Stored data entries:

• • • •

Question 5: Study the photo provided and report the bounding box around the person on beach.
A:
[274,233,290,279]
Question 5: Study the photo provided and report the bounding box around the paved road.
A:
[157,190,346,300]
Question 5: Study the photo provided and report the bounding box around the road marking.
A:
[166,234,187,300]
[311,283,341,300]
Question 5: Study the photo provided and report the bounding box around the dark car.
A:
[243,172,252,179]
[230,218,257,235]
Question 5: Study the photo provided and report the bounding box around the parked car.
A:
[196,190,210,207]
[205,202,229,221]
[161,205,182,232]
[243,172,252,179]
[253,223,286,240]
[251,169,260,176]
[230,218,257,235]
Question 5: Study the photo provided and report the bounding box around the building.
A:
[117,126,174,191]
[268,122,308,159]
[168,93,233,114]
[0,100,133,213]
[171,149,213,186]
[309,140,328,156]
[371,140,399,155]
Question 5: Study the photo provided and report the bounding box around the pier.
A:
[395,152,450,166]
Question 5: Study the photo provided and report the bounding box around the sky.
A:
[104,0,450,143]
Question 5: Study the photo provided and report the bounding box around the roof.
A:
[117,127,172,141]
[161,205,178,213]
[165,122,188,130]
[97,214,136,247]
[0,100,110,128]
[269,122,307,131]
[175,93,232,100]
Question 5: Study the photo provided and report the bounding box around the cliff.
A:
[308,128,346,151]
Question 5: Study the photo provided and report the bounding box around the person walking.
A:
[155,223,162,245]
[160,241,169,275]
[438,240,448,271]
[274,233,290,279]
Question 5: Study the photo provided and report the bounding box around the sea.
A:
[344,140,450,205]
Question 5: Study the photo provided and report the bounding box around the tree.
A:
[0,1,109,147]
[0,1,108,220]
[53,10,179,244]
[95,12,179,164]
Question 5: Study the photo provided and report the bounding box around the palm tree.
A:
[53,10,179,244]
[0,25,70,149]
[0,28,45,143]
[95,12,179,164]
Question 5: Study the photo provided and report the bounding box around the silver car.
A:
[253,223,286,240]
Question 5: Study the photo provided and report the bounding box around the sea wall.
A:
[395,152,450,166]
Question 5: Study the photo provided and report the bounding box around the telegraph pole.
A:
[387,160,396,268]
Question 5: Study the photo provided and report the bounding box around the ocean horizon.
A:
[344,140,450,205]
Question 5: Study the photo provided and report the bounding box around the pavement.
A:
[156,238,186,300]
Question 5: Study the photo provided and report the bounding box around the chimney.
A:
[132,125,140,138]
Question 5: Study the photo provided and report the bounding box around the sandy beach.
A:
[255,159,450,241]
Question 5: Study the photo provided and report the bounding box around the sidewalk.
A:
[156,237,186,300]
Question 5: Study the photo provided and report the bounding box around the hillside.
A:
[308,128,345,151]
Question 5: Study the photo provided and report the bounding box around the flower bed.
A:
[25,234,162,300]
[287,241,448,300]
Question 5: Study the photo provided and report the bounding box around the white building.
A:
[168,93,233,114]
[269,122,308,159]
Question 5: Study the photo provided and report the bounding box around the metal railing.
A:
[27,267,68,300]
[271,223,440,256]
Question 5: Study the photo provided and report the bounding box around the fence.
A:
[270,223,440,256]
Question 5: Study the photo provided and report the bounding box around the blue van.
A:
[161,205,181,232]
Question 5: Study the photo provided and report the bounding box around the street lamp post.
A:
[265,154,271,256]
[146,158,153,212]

• • • •

Problem -> What lines in the data above carry "road"? Return them all.

Answer to the exercise ->
Question 5: Study the photo provided and report the bounding box around the paved road.
Question 5: Study the photo provided and report the bounding box around the road marking.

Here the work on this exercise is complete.